- Information given:
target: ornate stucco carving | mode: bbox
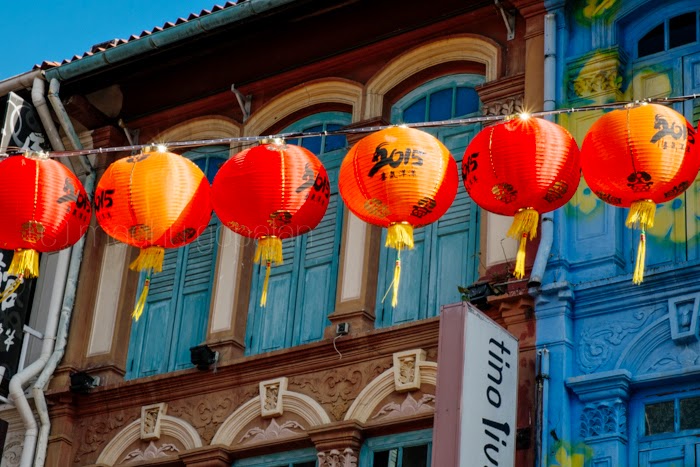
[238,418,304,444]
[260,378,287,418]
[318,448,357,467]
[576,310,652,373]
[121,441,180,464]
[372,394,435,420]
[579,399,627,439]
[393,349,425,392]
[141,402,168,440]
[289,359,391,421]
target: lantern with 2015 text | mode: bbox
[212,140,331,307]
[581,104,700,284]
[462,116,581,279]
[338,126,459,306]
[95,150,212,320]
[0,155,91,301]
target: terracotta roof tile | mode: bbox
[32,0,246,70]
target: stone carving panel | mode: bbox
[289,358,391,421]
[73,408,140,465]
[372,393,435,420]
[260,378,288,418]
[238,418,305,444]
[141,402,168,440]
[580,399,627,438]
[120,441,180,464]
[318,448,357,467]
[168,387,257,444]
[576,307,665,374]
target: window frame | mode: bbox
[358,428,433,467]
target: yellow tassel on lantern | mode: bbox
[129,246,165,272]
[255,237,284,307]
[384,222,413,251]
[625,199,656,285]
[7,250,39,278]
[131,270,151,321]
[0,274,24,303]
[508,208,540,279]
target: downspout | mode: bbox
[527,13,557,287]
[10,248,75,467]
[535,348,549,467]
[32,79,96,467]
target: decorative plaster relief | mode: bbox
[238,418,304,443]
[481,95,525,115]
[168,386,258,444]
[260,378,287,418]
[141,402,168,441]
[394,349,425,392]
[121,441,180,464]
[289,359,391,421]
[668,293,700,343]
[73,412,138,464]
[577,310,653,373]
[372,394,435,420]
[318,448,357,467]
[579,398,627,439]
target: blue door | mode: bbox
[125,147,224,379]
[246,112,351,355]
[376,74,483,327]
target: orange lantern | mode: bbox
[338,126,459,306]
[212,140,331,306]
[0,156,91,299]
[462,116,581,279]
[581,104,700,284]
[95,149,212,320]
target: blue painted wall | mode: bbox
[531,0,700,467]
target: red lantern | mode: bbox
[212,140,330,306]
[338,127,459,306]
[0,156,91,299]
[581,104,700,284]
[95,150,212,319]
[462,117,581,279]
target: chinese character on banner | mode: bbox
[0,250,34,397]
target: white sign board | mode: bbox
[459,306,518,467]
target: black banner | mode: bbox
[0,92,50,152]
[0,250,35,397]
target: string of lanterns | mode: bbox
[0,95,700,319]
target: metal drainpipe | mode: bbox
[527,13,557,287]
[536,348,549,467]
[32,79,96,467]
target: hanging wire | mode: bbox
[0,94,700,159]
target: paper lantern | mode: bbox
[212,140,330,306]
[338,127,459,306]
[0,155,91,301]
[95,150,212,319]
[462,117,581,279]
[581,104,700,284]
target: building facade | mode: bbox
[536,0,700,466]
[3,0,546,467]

- Set exercise:
Convert the material into a numbered list, beginning with the line that contains "target: blue painted wall | mode: bbox" and continuing through the last line of the material, with blank lines omitted.

- Solution to this exercise:
1. target: blue painted wall | mode: bbox
2. [531,0,700,467]
3. target: red lantern | mode: bbox
4. [212,140,330,306]
5. [338,127,459,306]
6. [0,156,91,299]
7. [581,104,700,284]
8. [95,150,212,319]
9. [462,117,581,279]
10. target: chinese character on banner | mode: bbox
11. [0,250,34,397]
12. target: white sign board | mode: bbox
13. [459,306,518,467]
14. target: black banner | mode: bbox
15. [0,92,50,152]
16. [0,250,35,397]
17. target: string of lanterns | mode: bbox
18. [0,95,700,319]
19. target: metal drainpipe | mode: bbox
20. [527,13,557,287]
21. [536,348,549,467]
22. [32,79,96,467]
23. target: hanging wire | mode: bbox
24. [0,94,700,159]
25. target: paper lantern | mode: bbox
26. [212,140,330,306]
27. [338,127,459,306]
28. [0,155,91,301]
29. [95,150,212,319]
30. [462,117,581,279]
31. [581,104,700,284]
32. target: building facade | mode: bbox
33. [536,0,700,466]
34. [3,0,546,467]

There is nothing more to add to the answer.